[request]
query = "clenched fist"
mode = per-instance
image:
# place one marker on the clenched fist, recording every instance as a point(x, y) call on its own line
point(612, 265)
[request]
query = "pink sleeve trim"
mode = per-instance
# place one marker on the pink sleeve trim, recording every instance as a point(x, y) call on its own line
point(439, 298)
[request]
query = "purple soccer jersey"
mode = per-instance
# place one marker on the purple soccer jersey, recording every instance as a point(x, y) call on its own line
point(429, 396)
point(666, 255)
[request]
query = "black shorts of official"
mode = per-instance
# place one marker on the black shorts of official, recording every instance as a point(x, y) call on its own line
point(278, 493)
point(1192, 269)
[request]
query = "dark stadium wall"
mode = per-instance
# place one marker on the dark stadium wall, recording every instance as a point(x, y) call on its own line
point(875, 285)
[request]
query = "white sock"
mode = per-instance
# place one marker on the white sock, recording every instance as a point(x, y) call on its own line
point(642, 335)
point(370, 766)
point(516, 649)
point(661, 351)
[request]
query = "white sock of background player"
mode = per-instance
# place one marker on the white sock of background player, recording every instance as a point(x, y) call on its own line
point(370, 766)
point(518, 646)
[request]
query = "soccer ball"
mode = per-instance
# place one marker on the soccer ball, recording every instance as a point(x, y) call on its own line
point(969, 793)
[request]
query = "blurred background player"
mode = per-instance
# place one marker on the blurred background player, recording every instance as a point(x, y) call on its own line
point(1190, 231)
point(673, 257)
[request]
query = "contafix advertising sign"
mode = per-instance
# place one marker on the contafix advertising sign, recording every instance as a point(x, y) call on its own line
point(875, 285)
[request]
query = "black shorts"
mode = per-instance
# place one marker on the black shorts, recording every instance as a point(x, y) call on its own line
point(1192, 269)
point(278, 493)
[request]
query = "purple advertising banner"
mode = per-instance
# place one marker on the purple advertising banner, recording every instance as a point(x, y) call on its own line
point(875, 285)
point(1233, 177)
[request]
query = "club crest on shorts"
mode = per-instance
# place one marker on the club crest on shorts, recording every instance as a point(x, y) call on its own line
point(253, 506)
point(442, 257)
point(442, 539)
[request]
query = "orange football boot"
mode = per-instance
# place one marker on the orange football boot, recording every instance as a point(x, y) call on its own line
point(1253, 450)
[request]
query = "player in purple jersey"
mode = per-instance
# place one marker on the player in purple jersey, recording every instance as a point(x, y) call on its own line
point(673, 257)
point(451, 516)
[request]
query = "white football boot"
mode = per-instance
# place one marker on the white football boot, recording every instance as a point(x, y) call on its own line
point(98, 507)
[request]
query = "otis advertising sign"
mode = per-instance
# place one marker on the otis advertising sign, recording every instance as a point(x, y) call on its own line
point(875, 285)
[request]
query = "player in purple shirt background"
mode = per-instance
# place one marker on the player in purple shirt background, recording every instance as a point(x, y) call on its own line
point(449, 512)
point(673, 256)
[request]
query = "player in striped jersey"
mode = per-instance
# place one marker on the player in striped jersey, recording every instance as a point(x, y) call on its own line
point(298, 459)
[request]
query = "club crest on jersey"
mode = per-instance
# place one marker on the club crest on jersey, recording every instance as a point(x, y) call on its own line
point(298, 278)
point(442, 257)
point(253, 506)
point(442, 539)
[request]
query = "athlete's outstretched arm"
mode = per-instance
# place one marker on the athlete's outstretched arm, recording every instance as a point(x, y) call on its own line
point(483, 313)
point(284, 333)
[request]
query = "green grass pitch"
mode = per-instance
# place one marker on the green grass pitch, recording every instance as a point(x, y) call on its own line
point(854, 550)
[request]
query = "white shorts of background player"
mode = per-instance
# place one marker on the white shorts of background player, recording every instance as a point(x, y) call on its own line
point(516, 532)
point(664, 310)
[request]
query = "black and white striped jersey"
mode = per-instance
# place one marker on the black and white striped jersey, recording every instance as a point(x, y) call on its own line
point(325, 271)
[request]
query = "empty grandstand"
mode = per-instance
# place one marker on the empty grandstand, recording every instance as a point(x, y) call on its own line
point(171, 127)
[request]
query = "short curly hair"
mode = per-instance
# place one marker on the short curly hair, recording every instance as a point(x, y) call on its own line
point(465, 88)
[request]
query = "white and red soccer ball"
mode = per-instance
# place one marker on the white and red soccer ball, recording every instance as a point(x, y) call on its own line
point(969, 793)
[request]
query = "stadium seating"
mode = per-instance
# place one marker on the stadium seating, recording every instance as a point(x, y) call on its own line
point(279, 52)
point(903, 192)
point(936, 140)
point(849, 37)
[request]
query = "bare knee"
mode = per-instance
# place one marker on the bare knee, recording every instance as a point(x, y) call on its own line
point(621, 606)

◆ TASK PROMPT:
Copy out the whole listing, exactly as written.

◆ TASK RESPONSE:
[request]
query = "clenched fist"
mode = per-instance
image:
# place one marker on the clenched fist, recording every instance as a point(x, y) call on its own line
point(612, 265)
[request]
query = "pink sleeve trim"
mode = per-instance
# place one marker on the pink sleeve trim, recording every instance as a point(x, y) call on its own line
point(439, 298)
[request]
query = "purple soccer jersey"
mode = per-instance
# place one marker on the purple soccer jersey, recording every instance as a point(x, y) call on its own line
point(429, 396)
point(666, 255)
[request]
query = "black shorts of official"
mode = per-instance
# place one marker on the black shorts of official, recording every instance as a point(x, y) call on its own line
point(278, 493)
point(1192, 269)
[request]
query = "dark stadium wall"
mode = per-instance
# place one marker on the dark stadium wall, recording every instance as a point(x, y) call on its own line
point(875, 285)
[request]
query = "white sock"
mode = per-instance
# place one marker on the white sock, recording every instance as a point(x, y) call on its own line
point(642, 335)
point(370, 766)
point(516, 649)
point(661, 351)
[request]
query = "white sock of background player"
mode = per-instance
# place one marker on the white sock of background player, recording every instance as a point(x, y) call on its own line
point(370, 766)
point(518, 646)
[request]
query = "soccer ball"
mode = per-instance
# place one marker on the soccer ball, recording every instance as a point(x, y) call on its own line
point(969, 793)
[request]
query = "blurred background player"
mode = per-instance
# place one marker on the blurred background player, recording every instance as a point(x, y) call on its own line
point(1190, 231)
point(673, 257)
[request]
query = "contafix advertising sign"
mode = per-instance
# place one marker on the contafix advertising sign, recording every instance as a point(x, y) call on its own line
point(875, 285)
[request]
query = "black shorts"
mode = per-instance
# place one marker on the black shorts, recording every instance as a point(x, y) call on its own line
point(1192, 269)
point(278, 493)
[request]
query = "purple advertising banner"
mode = per-instance
# place one marker on the purple advertising banner, recording every instance as a point(x, y) call on its own line
point(875, 285)
point(1233, 177)
[request]
query = "club crest on shorts"
mode = per-instance
# place one marker on the club crest on shorts, recording every instance as a point(x, y) call on its own line
point(253, 506)
point(442, 257)
point(442, 539)
[request]
query = "orange football boot"
mode = per-instance
# place one marker on the orange football boot, recording every instance as a point(x, y) call on its own line
point(1253, 450)
[request]
query = "player in purple jersey"
mode = per-instance
# place one marker on the player in purple jersey, recording every instance as a point(x, y) call on its own line
point(673, 257)
point(451, 516)
[request]
query = "white football boot"
mode = per-instance
# place one marker on the white football boot, recording every instance as a point(x, y) call on its own line
point(98, 507)
[request]
query = "otis advertising sign"
mode = per-instance
# place one marker on the otis advertising sign, recording every instance as a point(x, y) call on its own line
point(875, 285)
[request]
query = "player in purple shirt background"
mode = per-instance
# place one marker on the player in purple shirt background, recording every instance as a point(x, y) call on its own line
point(449, 512)
point(673, 256)
[request]
query = "player in striped jersey"
mode = per-instance
# place one marker on the player in striped jersey, recording every instance as a point(x, y) call on its own line
point(298, 459)
[request]
query = "club crest on jersey"
mode = per-instance
# place one marker on the club crest on jersey, recording every instance as a point(x, y) call on its own line
point(298, 278)
point(442, 257)
point(253, 506)
point(442, 539)
[request]
query = "athlete's outstretched arm"
mode = per-instance
# place one marker on the athlete's outstretched arm, recording every instance as a point(x, y) call on its own line
point(483, 313)
point(284, 333)
[request]
query = "green grass pitch"
mode = per-instance
# place one marker on the green grass pitch, recording every instance as a point(x, y) call on its own line
point(854, 550)
[request]
query = "white shorts of background player"
mode = per-instance
# place one marker on the white shorts of background player, recording every instance as a point(x, y) call on its own line
point(516, 532)
point(664, 310)
[request]
query = "black and white striped jersey"
mode = per-instance
# place one marker on the black and white striped jersey, recording every instance as a point(x, y) call on its own line
point(325, 271)
[request]
query = "empty grandstand"
mode = per-instance
# place one marker on the empty grandstand, recording every instance as a point(x, y) call on its own line
point(171, 127)
[request]
query = "short curly hair"
mode = per-instance
# place one marker on the short curly hair, recording every instance as a point(x, y) call on its own line
point(465, 88)
[request]
query = "white and red soccer ball"
mode = per-instance
# place one marker on the white and red soccer ball, recording every instance as a point(x, y) call on its own line
point(969, 793)
[request]
query = "stadium seating"
mode = per-instance
# place one marker on the stadium seating, recording every instance as a point(x, y) call on its own line
point(279, 52)
point(903, 192)
point(936, 140)
point(849, 37)
[request]
query = "bare knee"
mode = per-instance
# place one marker on the bare knee, recording every instance as a point(x, y) call on its own line
point(621, 606)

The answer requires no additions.